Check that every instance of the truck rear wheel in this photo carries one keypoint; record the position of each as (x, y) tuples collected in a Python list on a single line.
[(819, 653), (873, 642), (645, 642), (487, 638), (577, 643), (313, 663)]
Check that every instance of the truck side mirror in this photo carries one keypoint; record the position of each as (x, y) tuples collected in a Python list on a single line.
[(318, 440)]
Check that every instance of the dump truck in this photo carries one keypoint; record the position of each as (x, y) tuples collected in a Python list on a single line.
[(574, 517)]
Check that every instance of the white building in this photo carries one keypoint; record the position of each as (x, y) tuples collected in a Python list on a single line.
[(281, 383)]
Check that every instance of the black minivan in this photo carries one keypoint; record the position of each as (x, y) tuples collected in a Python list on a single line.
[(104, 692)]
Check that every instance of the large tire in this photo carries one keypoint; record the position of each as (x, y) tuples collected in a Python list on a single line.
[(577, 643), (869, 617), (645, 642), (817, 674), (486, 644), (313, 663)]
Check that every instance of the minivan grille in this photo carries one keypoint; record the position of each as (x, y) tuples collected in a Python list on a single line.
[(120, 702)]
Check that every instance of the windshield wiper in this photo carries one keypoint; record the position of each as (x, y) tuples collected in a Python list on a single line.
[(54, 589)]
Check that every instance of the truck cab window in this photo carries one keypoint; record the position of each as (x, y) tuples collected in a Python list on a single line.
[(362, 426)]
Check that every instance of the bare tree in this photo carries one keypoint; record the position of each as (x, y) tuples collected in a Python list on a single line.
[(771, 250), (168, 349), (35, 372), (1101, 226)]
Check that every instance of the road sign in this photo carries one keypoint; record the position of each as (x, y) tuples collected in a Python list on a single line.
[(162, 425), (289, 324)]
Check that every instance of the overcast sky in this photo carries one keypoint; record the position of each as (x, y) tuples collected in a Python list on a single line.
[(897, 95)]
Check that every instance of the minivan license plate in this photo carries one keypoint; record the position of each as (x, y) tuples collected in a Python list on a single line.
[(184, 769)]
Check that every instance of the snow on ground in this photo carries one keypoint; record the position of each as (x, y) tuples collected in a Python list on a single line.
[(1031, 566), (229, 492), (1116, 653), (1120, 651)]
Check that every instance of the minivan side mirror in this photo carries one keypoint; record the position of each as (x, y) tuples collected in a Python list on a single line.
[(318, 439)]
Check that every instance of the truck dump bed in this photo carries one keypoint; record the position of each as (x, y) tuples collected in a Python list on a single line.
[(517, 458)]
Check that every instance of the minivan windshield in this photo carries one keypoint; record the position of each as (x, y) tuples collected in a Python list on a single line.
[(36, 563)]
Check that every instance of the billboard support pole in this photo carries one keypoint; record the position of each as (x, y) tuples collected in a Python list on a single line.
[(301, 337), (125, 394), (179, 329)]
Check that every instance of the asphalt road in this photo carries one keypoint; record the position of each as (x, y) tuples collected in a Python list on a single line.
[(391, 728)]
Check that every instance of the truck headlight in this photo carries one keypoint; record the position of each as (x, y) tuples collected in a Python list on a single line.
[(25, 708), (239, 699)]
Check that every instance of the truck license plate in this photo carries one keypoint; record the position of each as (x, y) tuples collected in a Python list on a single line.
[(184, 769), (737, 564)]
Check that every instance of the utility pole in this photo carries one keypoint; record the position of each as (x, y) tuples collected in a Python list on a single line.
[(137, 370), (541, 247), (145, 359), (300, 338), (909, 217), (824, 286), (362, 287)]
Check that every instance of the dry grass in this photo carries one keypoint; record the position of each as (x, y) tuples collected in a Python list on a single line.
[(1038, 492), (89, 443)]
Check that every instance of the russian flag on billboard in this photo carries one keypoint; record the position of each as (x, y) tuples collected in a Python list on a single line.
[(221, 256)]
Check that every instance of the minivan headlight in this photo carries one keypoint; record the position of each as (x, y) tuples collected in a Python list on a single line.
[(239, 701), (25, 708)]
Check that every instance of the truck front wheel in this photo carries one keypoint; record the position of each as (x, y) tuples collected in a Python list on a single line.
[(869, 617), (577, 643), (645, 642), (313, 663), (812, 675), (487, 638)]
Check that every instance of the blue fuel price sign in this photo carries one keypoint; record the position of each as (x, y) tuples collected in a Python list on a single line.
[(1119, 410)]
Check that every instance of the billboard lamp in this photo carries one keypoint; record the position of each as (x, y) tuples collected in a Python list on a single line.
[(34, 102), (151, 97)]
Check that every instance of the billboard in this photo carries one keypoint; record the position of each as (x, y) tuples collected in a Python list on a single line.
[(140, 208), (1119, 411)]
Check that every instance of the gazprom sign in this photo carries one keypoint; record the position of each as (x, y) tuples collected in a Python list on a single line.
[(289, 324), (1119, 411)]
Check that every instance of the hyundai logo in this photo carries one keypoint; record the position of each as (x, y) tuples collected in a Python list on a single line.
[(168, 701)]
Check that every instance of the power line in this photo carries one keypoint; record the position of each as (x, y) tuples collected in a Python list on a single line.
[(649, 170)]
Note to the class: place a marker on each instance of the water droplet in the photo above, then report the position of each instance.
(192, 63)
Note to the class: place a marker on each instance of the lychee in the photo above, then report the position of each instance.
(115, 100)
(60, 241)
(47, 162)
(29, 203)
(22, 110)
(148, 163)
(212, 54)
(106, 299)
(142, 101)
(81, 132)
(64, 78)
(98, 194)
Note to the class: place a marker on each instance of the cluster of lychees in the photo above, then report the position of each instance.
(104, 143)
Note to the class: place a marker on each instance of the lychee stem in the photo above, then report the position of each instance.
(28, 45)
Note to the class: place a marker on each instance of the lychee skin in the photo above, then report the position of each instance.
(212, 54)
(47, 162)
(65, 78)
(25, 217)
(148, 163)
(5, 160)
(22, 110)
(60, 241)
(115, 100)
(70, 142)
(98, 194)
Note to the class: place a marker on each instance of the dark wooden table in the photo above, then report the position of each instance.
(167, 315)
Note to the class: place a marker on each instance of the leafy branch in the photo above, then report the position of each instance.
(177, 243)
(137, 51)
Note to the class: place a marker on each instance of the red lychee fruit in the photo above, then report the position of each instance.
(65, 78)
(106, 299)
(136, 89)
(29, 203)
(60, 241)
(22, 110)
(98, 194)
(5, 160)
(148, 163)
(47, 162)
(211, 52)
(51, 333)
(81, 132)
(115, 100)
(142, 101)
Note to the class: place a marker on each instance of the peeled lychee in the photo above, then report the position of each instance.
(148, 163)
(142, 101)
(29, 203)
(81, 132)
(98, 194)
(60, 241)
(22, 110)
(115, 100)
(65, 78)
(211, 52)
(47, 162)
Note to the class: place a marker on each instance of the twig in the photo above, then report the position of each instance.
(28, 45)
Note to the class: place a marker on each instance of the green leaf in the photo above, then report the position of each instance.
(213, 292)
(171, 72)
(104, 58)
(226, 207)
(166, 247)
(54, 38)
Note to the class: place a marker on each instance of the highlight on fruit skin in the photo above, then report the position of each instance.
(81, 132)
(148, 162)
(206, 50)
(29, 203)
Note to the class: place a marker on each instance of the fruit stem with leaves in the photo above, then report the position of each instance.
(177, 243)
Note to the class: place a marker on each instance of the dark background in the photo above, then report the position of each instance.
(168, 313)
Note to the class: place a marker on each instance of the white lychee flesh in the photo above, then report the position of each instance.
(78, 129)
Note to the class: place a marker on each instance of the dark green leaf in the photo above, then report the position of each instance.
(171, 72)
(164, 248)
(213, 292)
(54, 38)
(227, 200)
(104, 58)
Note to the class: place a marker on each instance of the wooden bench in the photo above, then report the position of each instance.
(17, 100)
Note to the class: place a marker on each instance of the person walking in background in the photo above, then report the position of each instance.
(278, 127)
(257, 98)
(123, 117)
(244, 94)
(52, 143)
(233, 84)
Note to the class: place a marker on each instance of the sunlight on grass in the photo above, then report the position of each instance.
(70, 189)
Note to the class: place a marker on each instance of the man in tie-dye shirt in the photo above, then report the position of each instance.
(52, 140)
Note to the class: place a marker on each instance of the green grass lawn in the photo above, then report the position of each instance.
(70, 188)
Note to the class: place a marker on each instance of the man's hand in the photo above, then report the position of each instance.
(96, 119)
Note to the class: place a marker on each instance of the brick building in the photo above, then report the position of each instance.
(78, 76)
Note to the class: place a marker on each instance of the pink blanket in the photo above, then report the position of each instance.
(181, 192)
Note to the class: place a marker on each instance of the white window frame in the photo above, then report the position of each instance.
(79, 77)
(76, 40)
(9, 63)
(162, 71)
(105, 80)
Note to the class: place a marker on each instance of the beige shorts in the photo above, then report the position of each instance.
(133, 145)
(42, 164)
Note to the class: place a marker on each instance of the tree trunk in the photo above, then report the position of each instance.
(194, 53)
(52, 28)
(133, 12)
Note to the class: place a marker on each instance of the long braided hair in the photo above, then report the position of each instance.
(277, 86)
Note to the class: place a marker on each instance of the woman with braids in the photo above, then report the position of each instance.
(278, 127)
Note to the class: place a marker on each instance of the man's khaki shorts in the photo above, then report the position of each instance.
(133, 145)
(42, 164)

---+---

#### What is expected:
Please reproduce the material word for word from its first line through the line containing "[(318, 440)]", including both of those lines.

#### Correct output:
Check that every instance of the truck rear wheel in this photo carries one keypoint; record the position of each as (x, y) tuples collected in a Python list on a single line.
[(819, 653), (873, 642), (645, 642), (487, 638), (577, 643), (313, 663)]
Check that every instance of the truck side mirror in this photo carries one keypoint; record the position of each as (x, y) tuples collected in a Python list on a single line.
[(318, 440)]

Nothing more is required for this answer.